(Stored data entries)
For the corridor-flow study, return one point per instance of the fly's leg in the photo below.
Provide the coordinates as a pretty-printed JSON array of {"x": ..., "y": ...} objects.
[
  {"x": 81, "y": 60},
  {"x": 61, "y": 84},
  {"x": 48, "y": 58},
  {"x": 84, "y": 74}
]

• **Stated goal**: Repeat all the entries exactly as given.

• **Finished task**:
For the corridor-flow study, return one point per instance of the fly's leg in the photo below.
Provide the coordinates as a pretty-printed JSON array of {"x": ..., "y": ...} objects.
[
  {"x": 81, "y": 60},
  {"x": 61, "y": 84},
  {"x": 48, "y": 58},
  {"x": 84, "y": 74}
]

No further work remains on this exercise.